----- Text

|Tenant Protected Actions||
|Landlord Retaliatory Actions||
|Penalties for Retaliation||
When Is It Illegal for Landlords to Retaliate in California?
When rent is current, it’s illegal for landlords in California to retaliate against tenants in the following ways:
- Denying access to the property.
- Raising rent.
- Reducing or stopping services.
- Deliberately removing furnishings or property.
- Reporting the immigration status of someone who lives on the property.
Tenants are protected after the following occurrences:
- Written reports about health or safety violations.
- Written or verbal complaints to the landlord about repairs.
- Participation in a tenant organization.
- Exercising rights under the law or lease.
- The end of a habitability case where the landlord loses.
The law presumes retaliation for six months after a lost habitability case or tenant complaint about repairs, health, or safety. However, tenants must prove retaliation when they exercise rights or join a protected organization. With removed property or furnishings, tenants must prove the landlord’s intent to kick them out.
What Can Tenants Do in Response in California?
California tenants can respond by suing for monetary damages plus attorney fees. Fines for intentional misconduct are up to $2,000 per act, with additional penalties for intentional attempts to dispossess the tenant. Tenants can also seek an injunction to end the lease or provide other relief.
- 1 Cal. Civ. Code § 1942.5(a) (2021)
“(a) If the lessor retaliates against the lessee because of the exercise by the lessee of the lessee’s rights under this chapter or because of the lessee’s complaint to an appropriate agency as to tenantability of a dwelling, and if the lessee of a dwelling is not in default as to the payment of rent, the lessor may not recover possession of a dwelling in any action or proceeding, cause the lessee to quit involuntarily, increase the rent, or decrease any services within 180 days of any of the following:
“(1) After the date upon which the lessee, in good faith, has given notice pursuant to Section 1942 [repair of dilapidations], has provided notice of a suspected bed bug infestation, or has made an oral complaint to the lessor regarding tenantability.
“(2) After the date upon which the lessee, in good faith, has filed a written complaint, or an oral complaint which is registered or otherwise recorded in writing, with an appropriate agency, of which the lessor has notice, for the purpose of obtaining correction of a condition relating to tenantability.
“(3) After the date of an inspection or issuance of a citation, resulting from a complaint described in paragraph (2) of which the lessor did not have notice.
“(4) After the filing of appropriate documents commencing a judicial or arbitration proceeding involving the issue of tenantability.
“(5) After entry of judgment or the signing of an arbitration award, if any, when in the judicial proceeding or arbitration the issue of tenantability is determined adversely to the lessor. In each instance, the 180-day period shall run from the latest applicable date referred to in paragraphs (1) to (5), inclusive.”Source Link
- 2 Cal. Civ. Code § 1942.5(b), (c), and (d) (2021)

----------
----- Dataset section

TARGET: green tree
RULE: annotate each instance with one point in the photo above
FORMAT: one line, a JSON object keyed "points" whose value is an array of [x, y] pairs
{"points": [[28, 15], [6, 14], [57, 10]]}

----------

*Exercise details*
Continue the text on landlord retaliation in California from its final line, keeping its style and not drawing on the listing.

*Task result*
“(b) A lessee may not invoke subdivision (a) more than once in any 12-month period.
“(c) To report, or to threaten to report, the lessee or individuals known to the landlord to be associated with the lessee to immigration authorities is a form of retaliatory conduct…
“(d) …it is unlawful for a lessor to increase rent, decrease services, cause a lessee to quit involuntarily, bring an action to recover possession, or threaten to do any of those acts, for the purpose of retaliating against the lessee because the lessee has lawfully organized or participated in a lessees’ association or an organization advocating lessees’ rights or has lawfully and peaceably exercised any rights under the law. In an action brought by or against the lessee pursuant to this subdivision, the lessee shall bear the burden of producing evidence that the lessor’s conduct was, in fact, retaliatory.Source Link
- 3 Cal. Civ. Code § 789.3(c) & (d) (2021)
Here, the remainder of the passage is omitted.